[ACTIVITY] Could you restate exactly the lines that begin at the line with "Target: car headlight" and end at the final line of the data?

[TASK INPUT]
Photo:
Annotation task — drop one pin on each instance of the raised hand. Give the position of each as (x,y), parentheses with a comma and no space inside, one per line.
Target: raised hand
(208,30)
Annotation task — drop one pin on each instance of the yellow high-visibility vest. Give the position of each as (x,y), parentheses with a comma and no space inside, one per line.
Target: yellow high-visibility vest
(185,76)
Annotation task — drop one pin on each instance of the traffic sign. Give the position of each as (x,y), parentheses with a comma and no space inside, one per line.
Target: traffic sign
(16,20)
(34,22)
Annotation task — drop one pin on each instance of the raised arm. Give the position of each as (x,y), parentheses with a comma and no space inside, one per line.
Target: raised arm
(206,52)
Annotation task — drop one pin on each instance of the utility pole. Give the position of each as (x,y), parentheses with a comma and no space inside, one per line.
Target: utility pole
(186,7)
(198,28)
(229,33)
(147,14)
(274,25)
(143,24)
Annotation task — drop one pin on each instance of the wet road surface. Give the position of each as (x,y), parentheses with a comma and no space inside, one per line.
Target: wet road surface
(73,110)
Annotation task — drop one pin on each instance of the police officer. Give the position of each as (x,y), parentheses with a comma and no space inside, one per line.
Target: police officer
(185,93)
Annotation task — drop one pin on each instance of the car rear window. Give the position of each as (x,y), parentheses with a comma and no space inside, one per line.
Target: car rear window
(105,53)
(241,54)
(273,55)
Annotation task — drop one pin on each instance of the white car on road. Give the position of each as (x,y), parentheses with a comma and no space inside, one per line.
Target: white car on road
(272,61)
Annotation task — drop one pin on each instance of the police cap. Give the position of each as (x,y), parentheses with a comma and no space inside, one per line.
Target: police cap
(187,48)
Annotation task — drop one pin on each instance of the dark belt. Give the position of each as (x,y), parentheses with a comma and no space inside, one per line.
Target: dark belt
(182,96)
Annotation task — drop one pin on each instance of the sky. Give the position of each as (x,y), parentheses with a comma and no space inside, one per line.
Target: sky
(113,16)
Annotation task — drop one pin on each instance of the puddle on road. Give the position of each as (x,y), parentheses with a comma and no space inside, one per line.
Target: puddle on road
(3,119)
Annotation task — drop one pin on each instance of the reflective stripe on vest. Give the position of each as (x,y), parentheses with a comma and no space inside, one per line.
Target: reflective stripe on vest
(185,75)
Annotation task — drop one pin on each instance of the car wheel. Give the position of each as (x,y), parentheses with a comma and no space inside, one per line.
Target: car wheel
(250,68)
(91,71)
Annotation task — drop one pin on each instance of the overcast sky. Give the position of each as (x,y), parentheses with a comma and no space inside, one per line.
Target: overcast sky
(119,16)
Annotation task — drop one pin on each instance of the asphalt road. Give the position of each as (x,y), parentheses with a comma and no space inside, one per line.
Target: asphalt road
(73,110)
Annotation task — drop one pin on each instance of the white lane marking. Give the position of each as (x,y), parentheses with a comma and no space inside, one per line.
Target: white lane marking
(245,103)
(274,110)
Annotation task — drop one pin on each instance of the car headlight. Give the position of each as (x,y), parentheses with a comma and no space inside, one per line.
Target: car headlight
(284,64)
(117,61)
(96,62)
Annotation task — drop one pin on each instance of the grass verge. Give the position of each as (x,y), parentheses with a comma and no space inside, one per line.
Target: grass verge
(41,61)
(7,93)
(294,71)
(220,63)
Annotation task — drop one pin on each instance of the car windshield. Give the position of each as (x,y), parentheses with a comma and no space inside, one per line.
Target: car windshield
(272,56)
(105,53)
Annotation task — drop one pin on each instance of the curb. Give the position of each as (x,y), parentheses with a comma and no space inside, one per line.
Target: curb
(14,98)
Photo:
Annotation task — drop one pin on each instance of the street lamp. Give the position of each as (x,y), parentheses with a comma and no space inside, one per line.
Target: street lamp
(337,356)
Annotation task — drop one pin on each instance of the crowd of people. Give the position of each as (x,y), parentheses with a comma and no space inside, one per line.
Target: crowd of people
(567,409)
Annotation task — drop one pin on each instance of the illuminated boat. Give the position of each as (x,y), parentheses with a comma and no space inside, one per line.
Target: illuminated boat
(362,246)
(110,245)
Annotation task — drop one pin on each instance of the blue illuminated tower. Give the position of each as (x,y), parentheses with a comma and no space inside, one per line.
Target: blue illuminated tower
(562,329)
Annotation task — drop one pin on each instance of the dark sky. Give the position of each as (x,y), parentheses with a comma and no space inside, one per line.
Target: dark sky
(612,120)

[ANSWER BELOW]
Target: car headlight
(284,64)
(117,61)
(96,62)
Annotation task — drop one pin on each instance of the grass verge. Give the position of each as (x,y), parentheses with a comma and no space inside, one per line.
Target: grass verge
(41,61)
(7,93)
(294,71)
(220,63)
Annotation task — drop one pin on each instance of the car windshield. Give the position of each as (x,y), parentheses with a comma and no space inside, one per line.
Target: car windshield
(272,56)
(105,53)
Annotation task — drop one pin on each instance of the curb. Give the position of each as (x,y), parentheses with a comma and no space inside, one per line.
Target: curb
(14,98)
Photo:
Annotation task — drop one pin on each instance of the street lamp. Give the position of each as (x,y), parentheses with a comma and no space inside, one per line.
Target: street lamp
(337,356)
Annotation task — drop one pin on each instance of the crowd of people. Give the position of each as (x,y), parentheses with a comma and no space inside, one per line.
Target: crowd of people
(567,409)
Annotation task — drop one pin on each instance of the illuminated boat. Give the position of each as (x,y), parentheses with a comma and no space inside, one per line.
Target: illuminated boat
(362,246)
(110,245)
Annotation task — drop one pin on each instance of the blue illuminated tower. Give the position of each as (x,y), parentheses with a comma and no space inside, one per line.
Target: blue illuminated tower
(562,329)
Annotation task — drop one pin on each instance of the dark sky. Give the position of each as (x,y), parentheses with a comma and no space inside, one per line.
Target: dark sky
(612,120)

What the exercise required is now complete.